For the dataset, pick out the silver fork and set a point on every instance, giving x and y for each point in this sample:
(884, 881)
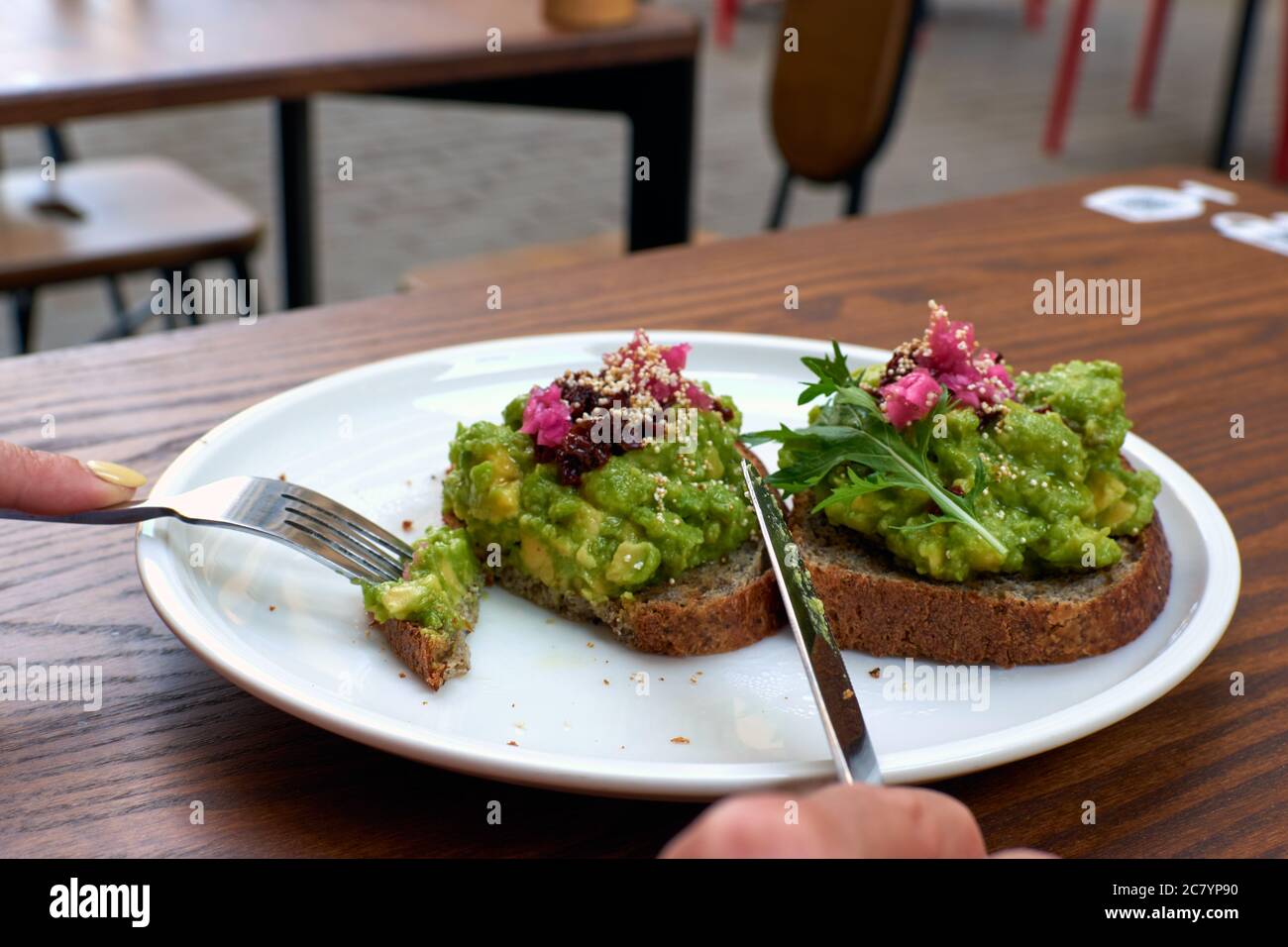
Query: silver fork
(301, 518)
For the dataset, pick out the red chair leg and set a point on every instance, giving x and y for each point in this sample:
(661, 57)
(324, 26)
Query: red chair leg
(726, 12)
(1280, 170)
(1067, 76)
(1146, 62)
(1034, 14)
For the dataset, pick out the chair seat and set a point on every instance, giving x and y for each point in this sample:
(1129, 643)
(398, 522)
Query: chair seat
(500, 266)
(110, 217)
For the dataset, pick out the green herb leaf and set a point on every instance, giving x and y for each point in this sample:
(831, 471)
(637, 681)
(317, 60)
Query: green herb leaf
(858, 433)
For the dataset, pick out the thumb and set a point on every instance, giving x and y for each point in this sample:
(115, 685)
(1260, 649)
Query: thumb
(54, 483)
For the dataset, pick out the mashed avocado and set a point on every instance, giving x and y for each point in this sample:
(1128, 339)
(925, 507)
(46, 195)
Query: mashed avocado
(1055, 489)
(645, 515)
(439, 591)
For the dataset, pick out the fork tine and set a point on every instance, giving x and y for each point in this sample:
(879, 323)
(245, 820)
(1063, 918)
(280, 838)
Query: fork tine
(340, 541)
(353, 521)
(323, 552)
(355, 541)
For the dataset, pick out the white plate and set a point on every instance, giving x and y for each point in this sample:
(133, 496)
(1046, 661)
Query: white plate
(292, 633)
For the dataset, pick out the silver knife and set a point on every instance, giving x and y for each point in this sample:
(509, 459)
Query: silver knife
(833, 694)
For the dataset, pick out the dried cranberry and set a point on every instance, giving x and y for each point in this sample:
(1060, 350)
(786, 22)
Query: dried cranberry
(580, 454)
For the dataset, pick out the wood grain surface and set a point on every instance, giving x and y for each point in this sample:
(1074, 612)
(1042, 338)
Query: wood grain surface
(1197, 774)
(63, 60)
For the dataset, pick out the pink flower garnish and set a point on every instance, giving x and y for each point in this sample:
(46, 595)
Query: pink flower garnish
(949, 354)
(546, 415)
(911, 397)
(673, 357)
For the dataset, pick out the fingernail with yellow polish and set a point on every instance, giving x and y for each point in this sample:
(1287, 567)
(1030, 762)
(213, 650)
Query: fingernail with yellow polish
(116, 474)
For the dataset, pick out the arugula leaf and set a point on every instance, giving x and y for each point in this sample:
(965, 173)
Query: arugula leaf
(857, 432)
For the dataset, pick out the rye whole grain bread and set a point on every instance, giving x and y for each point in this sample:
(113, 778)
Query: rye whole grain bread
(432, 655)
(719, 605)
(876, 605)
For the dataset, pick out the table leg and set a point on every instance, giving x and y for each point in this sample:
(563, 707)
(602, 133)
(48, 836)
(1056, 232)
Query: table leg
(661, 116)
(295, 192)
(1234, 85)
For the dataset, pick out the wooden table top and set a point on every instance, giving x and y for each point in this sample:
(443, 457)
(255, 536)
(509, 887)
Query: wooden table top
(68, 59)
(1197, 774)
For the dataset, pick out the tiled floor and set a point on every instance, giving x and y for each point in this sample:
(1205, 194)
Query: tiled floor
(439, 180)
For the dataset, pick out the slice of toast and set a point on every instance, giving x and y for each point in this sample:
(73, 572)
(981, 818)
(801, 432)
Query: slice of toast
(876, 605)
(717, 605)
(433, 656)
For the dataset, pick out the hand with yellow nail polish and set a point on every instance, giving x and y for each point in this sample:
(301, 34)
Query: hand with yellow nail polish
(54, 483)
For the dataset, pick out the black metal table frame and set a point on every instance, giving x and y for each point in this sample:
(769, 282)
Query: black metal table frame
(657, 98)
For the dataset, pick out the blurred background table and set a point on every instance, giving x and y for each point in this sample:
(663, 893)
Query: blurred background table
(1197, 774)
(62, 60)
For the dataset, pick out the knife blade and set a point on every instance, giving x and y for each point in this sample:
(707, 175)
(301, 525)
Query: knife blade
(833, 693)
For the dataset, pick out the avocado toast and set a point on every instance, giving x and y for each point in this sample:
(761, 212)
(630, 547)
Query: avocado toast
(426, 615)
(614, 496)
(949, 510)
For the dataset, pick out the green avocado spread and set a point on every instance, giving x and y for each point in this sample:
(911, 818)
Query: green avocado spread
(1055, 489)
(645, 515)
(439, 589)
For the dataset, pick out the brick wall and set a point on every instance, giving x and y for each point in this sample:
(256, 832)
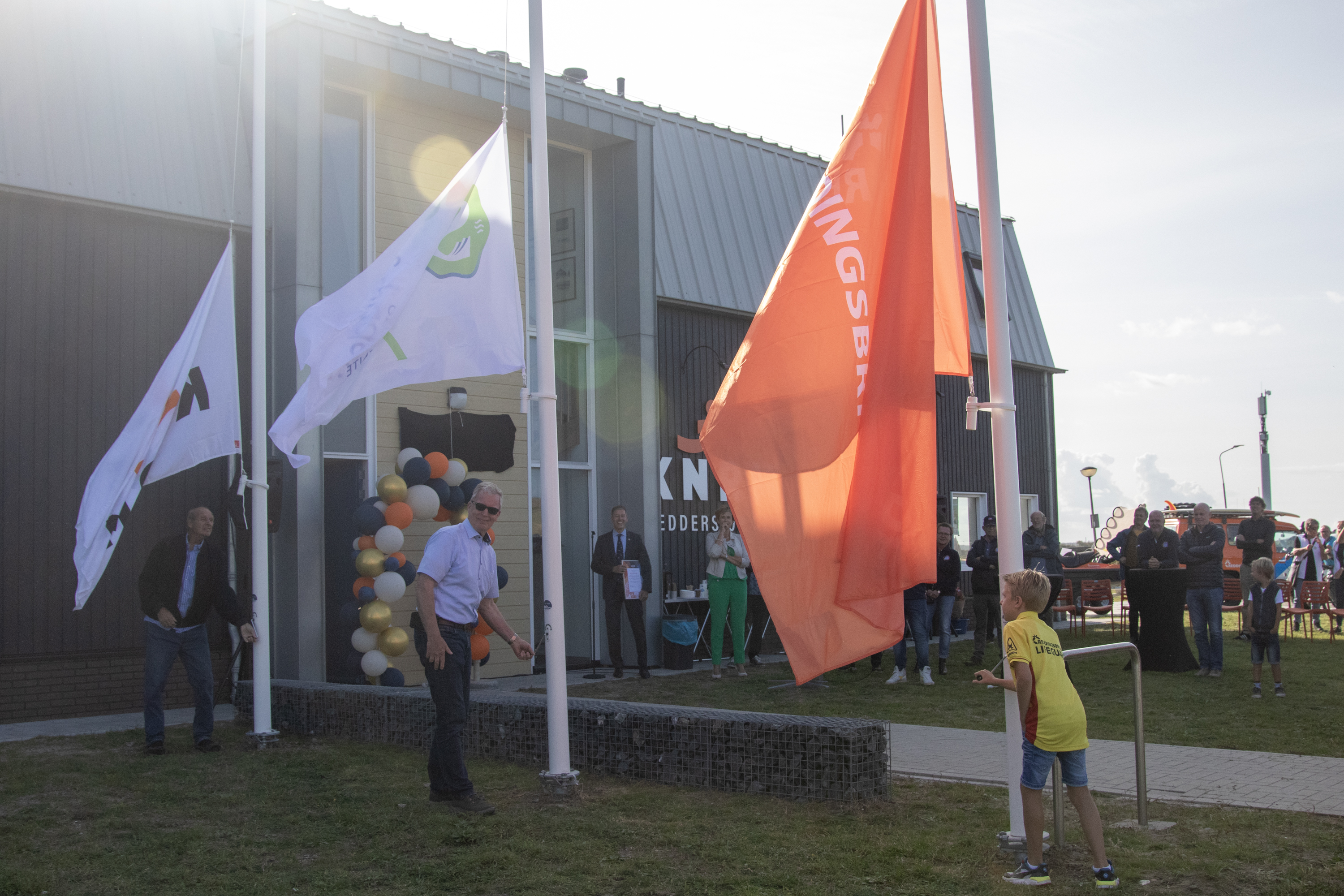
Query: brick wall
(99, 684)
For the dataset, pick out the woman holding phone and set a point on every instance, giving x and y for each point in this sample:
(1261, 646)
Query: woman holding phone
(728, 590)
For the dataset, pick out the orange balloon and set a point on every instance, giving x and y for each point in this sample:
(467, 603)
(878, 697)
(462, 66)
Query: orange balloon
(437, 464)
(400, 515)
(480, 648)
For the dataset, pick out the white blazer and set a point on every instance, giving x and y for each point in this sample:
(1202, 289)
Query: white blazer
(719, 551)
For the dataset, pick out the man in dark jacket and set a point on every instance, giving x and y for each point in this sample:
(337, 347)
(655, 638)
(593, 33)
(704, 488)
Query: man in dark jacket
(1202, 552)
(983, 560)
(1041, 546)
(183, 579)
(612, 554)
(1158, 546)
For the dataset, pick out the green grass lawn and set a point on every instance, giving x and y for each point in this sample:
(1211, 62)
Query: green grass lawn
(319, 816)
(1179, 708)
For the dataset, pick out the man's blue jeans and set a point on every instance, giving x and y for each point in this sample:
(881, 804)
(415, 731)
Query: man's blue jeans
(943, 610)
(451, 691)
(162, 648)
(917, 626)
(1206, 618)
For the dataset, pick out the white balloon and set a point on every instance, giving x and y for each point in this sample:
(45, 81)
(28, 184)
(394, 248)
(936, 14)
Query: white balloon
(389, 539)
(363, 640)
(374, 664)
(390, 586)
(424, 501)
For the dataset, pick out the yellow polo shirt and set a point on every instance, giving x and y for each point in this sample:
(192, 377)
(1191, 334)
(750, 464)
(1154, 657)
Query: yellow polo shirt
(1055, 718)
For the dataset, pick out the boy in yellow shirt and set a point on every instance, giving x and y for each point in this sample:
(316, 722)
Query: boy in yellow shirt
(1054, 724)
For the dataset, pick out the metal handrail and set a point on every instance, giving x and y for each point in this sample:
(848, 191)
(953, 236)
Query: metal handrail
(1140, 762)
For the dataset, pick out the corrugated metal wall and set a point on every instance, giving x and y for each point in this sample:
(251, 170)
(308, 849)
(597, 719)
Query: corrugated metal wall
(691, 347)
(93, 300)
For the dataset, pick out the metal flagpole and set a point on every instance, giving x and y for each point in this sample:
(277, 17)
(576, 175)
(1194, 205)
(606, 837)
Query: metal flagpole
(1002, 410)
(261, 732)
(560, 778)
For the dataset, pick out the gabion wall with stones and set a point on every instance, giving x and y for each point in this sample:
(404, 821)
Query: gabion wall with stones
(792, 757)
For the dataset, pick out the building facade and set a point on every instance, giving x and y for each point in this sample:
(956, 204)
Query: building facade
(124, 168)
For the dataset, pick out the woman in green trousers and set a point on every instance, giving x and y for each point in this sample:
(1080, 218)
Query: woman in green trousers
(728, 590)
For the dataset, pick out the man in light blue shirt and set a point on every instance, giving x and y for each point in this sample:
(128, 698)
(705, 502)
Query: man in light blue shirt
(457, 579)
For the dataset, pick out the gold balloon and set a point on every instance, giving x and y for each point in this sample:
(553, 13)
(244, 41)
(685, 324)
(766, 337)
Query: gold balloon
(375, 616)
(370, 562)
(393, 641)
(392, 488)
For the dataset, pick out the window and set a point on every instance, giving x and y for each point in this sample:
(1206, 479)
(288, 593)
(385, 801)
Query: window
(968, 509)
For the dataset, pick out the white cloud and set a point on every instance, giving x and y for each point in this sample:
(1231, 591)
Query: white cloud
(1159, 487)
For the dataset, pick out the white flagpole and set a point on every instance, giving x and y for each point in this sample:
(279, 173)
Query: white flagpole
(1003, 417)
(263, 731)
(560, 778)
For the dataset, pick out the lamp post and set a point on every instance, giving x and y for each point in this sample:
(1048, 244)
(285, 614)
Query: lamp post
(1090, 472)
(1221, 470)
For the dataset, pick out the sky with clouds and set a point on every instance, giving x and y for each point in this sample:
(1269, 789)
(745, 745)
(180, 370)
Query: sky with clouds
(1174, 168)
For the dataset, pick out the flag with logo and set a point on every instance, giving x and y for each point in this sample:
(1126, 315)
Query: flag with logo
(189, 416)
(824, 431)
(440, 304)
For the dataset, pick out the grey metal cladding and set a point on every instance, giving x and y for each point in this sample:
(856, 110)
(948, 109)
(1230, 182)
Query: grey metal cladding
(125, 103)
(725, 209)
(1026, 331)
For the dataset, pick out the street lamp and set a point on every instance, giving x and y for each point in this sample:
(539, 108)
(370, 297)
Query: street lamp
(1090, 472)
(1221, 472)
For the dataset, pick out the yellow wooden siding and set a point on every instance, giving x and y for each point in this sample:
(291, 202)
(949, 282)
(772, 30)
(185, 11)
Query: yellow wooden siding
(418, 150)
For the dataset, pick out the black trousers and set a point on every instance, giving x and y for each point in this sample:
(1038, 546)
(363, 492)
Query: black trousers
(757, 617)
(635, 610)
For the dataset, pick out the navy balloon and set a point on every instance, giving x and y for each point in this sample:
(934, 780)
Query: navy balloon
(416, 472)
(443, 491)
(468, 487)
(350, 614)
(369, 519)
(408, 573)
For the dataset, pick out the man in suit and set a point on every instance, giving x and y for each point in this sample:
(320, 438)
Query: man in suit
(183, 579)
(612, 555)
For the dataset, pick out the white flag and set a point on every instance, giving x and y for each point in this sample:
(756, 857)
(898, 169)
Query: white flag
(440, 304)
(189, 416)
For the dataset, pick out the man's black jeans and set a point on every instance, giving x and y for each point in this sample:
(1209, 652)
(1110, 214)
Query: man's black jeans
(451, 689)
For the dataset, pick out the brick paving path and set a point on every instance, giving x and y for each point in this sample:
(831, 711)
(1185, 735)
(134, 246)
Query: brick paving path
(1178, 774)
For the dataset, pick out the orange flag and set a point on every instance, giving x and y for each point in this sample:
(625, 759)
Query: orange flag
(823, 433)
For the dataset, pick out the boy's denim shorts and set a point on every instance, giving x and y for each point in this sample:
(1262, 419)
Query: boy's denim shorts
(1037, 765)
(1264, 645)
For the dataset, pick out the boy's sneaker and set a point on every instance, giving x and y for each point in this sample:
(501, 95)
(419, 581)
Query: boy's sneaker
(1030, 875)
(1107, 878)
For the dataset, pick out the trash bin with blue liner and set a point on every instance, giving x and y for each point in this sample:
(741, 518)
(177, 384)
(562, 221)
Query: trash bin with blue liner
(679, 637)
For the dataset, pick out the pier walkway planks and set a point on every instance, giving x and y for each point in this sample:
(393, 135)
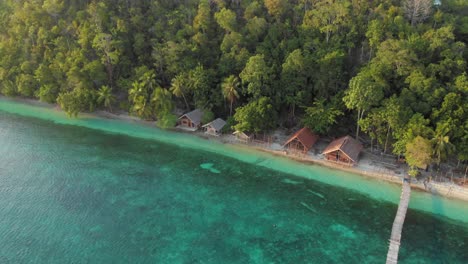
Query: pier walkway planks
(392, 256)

• _YOUR OBJECTIVE_
No pictures belong in the output. Restate word for word only the lines from the one containing "Query: orange flag" to the end of the entries above.

• _TASK ANSWER_
Query: orange flag
(823, 433)
For the dataset, pick out the boy's denim shorts and set a point on every instance, giving x and y for each point in this sample:
(1262, 419)
Query: boy's denim shorts
(1037, 765)
(1264, 645)
For the dataset, pick out the boy's sneaker and set a point on every instance, giving x and y for each point in this sample:
(501, 95)
(419, 581)
Query: boy's sneaker
(1030, 875)
(1107, 878)
For the dataset, pick out the trash bin with blue liner and set a point on every instance, giving x and y for each point in this sample:
(741, 518)
(177, 384)
(562, 221)
Query: trash bin with blue liner
(679, 637)
For the dataset, pick out the pier walkway planks and set a point on every instance, giving x and y for each point in this sample:
(393, 135)
Query: pier walkway planks
(392, 256)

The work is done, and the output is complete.